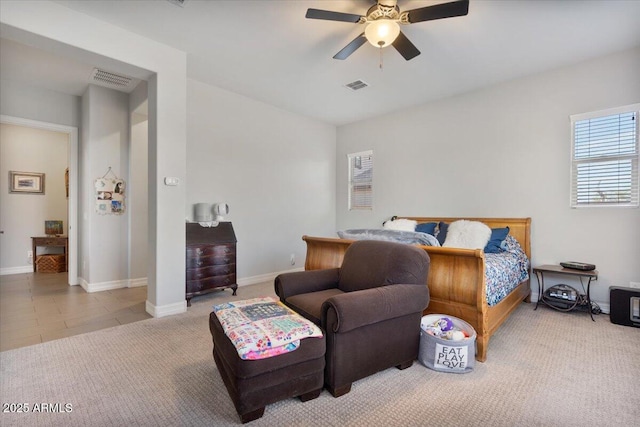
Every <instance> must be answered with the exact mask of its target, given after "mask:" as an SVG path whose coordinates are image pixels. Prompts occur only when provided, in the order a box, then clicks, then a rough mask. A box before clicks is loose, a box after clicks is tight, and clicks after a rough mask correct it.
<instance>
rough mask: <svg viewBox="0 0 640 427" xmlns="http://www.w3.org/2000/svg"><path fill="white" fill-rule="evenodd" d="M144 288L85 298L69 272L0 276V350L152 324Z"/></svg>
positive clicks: (33, 273) (28, 273)
mask: <svg viewBox="0 0 640 427" xmlns="http://www.w3.org/2000/svg"><path fill="white" fill-rule="evenodd" d="M146 298H147V287H146V286H141V287H136V288H122V289H114V290H110V291H102V292H94V293H87V292H85V290H84V289H82V287H80V286H69V285H67V273H53V274H47V273H24V274H12V275H6V276H0V351H5V350H10V349H14V348H19V347H26V346H29V345H33V344H39V343H41V342H46V341H52V340H56V339H60V338H65V337H69V336H72V335H79V334H83V333H86V332H92V331H97V330H99V329H105V328H110V327H112V326H118V325H124V324H126V323H131V322H136V321H139V320H144V319H150V318H151V315H149V314H148V313H147V312H146V311H145V301H146Z"/></svg>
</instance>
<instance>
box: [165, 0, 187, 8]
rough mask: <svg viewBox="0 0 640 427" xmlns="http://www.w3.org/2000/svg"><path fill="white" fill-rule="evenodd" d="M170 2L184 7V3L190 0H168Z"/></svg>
mask: <svg viewBox="0 0 640 427" xmlns="http://www.w3.org/2000/svg"><path fill="white" fill-rule="evenodd" d="M167 1H168V2H169V3H173V4H175V5H176V6H180V7H184V4H185V3H186V2H187V1H189V0H167Z"/></svg>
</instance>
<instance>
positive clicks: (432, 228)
mask: <svg viewBox="0 0 640 427" xmlns="http://www.w3.org/2000/svg"><path fill="white" fill-rule="evenodd" d="M436 225H438V223H437V222H423V223H421V224H418V225H416V231H418V232H420V233H427V234H431V235H432V236H435V235H436Z"/></svg>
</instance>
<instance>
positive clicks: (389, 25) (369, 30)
mask: <svg viewBox="0 0 640 427" xmlns="http://www.w3.org/2000/svg"><path fill="white" fill-rule="evenodd" d="M398 34H400V25H398V23H397V22H396V21H394V20H391V19H377V20H375V21H373V22H371V23H369V25H367V28H365V29H364V35H365V37H366V38H367V40H368V41H369V43H371V44H372V45H374V46H375V47H387V46H389V45H390V44H391V43H393V41H394V40H395V39H396V38H397V37H398Z"/></svg>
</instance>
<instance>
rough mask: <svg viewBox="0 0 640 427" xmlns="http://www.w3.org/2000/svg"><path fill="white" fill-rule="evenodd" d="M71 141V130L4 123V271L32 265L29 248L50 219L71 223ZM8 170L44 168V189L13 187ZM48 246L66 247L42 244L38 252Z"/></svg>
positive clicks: (30, 266)
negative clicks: (67, 156)
mask: <svg viewBox="0 0 640 427" xmlns="http://www.w3.org/2000/svg"><path fill="white" fill-rule="evenodd" d="M68 143H69V136H68V135H67V134H66V133H61V132H53V131H49V130H43V129H33V128H28V127H24V126H17V125H12V124H5V123H3V124H0V172H1V173H0V228H2V230H3V231H4V233H3V234H2V239H1V240H0V244H1V246H0V271H2V272H3V273H5V274H9V273H11V272H14V273H18V272H24V271H25V270H26V271H31V268H32V267H31V265H32V260H31V259H29V258H28V257H27V251H30V250H31V237H33V236H44V222H45V220H62V221H63V222H64V226H63V227H64V230H66V229H67V226H68V216H67V197H66V194H65V183H64V172H65V168H66V167H67V156H68V154H67V153H68ZM9 171H19V172H37V173H44V174H45V177H44V194H27V193H10V192H9ZM65 234H66V233H65ZM58 249H59V248H58ZM45 252H61V251H59V250H53V249H50V250H47V249H45V248H38V254H42V253H45Z"/></svg>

**Work required:**
Return the entries above exactly, skipping any images.

**Task result:**
Every <instance> must be answered with the exact mask of its target, given after "mask:" as an SVG path whose coordinates are image pixels. Prompts occur only when provided, in the order a box, then clicks, then a rough mask. A box before clicks is loose, a box after clicks is tight, and clicks after a rough mask correct it.
<instance>
rough mask: <svg viewBox="0 0 640 427" xmlns="http://www.w3.org/2000/svg"><path fill="white" fill-rule="evenodd" d="M144 288L85 298L69 272L0 276V350L152 324Z"/></svg>
positive clicks: (33, 273) (28, 273)
mask: <svg viewBox="0 0 640 427" xmlns="http://www.w3.org/2000/svg"><path fill="white" fill-rule="evenodd" d="M146 298H147V287H146V286H141V287H136V288H122V289H114V290H110V291H102V292H94V293H87V292H85V290H84V289H82V287H80V286H69V285H67V273H53V274H47V273H24V274H12V275H6V276H0V351H5V350H10V349H14V348H19V347H26V346H29V345H33V344H39V343H41V342H46V341H52V340H56V339H60V338H65V337H69V336H72V335H79V334H83V333H86V332H92V331H97V330H99V329H105V328H110V327H112V326H118V325H124V324H126V323H131V322H136V321H139V320H144V319H150V318H151V315H149V314H148V313H147V312H146V311H145V301H146Z"/></svg>
</instance>
<instance>
box: [165, 0, 187, 8]
rough mask: <svg viewBox="0 0 640 427" xmlns="http://www.w3.org/2000/svg"><path fill="white" fill-rule="evenodd" d="M170 2L184 7V3L190 0H168Z"/></svg>
mask: <svg viewBox="0 0 640 427" xmlns="http://www.w3.org/2000/svg"><path fill="white" fill-rule="evenodd" d="M167 1H168V2H169V3H173V4H175V5H176V6H180V7H184V4H185V3H186V2H187V1H189V0H167Z"/></svg>
</instance>
<instance>
positive clicks: (432, 228)
mask: <svg viewBox="0 0 640 427" xmlns="http://www.w3.org/2000/svg"><path fill="white" fill-rule="evenodd" d="M436 225H438V223H437V222H423V223H421V224H418V225H416V231H418V232H420V233H427V234H431V235H432V236H435V235H436Z"/></svg>
</instance>
<instance>
positive clicks: (389, 25) (369, 30)
mask: <svg viewBox="0 0 640 427" xmlns="http://www.w3.org/2000/svg"><path fill="white" fill-rule="evenodd" d="M398 34H400V25H398V23H397V22H396V21H394V20H391V19H377V20H375V21H373V22H371V23H369V25H367V28H365V29H364V35H365V37H366V38H367V40H368V41H369V43H371V44H372V45H374V46H375V47H387V46H389V45H390V44H391V43H393V41H394V40H395V39H396V38H397V37H398Z"/></svg>
</instance>
<instance>
rough mask: <svg viewBox="0 0 640 427" xmlns="http://www.w3.org/2000/svg"><path fill="white" fill-rule="evenodd" d="M71 141V130L4 123V271L32 265L29 248L50 219L71 223ZM8 170L44 168V189L13 187ZM48 246L66 247L42 244L38 252Z"/></svg>
positive clicks: (30, 266)
negative clicks: (67, 156)
mask: <svg viewBox="0 0 640 427" xmlns="http://www.w3.org/2000/svg"><path fill="white" fill-rule="evenodd" d="M68 143H69V136H68V135H67V134H66V133H61V132H53V131H49V130H43V129H33V128H28V127H24V126H17V125H12V124H5V123H3V124H0V172H1V173H0V228H2V230H3V231H4V233H3V234H2V239H1V240H0V244H1V246H0V271H2V272H3V273H5V274H9V273H11V272H14V273H18V272H24V271H25V270H26V271H31V268H32V267H31V265H32V260H31V259H29V258H28V257H27V251H30V250H31V237H33V236H44V222H45V220H62V221H63V222H64V226H63V227H64V230H66V229H67V226H68V216H67V197H66V194H65V183H64V172H65V168H66V167H67V156H68V154H67V153H68ZM9 171H19V172H37V173H44V174H45V177H44V194H27V193H10V192H9ZM65 234H66V233H65ZM58 249H59V248H58ZM45 252H61V251H59V250H53V249H50V250H47V249H45V248H38V254H42V253H45Z"/></svg>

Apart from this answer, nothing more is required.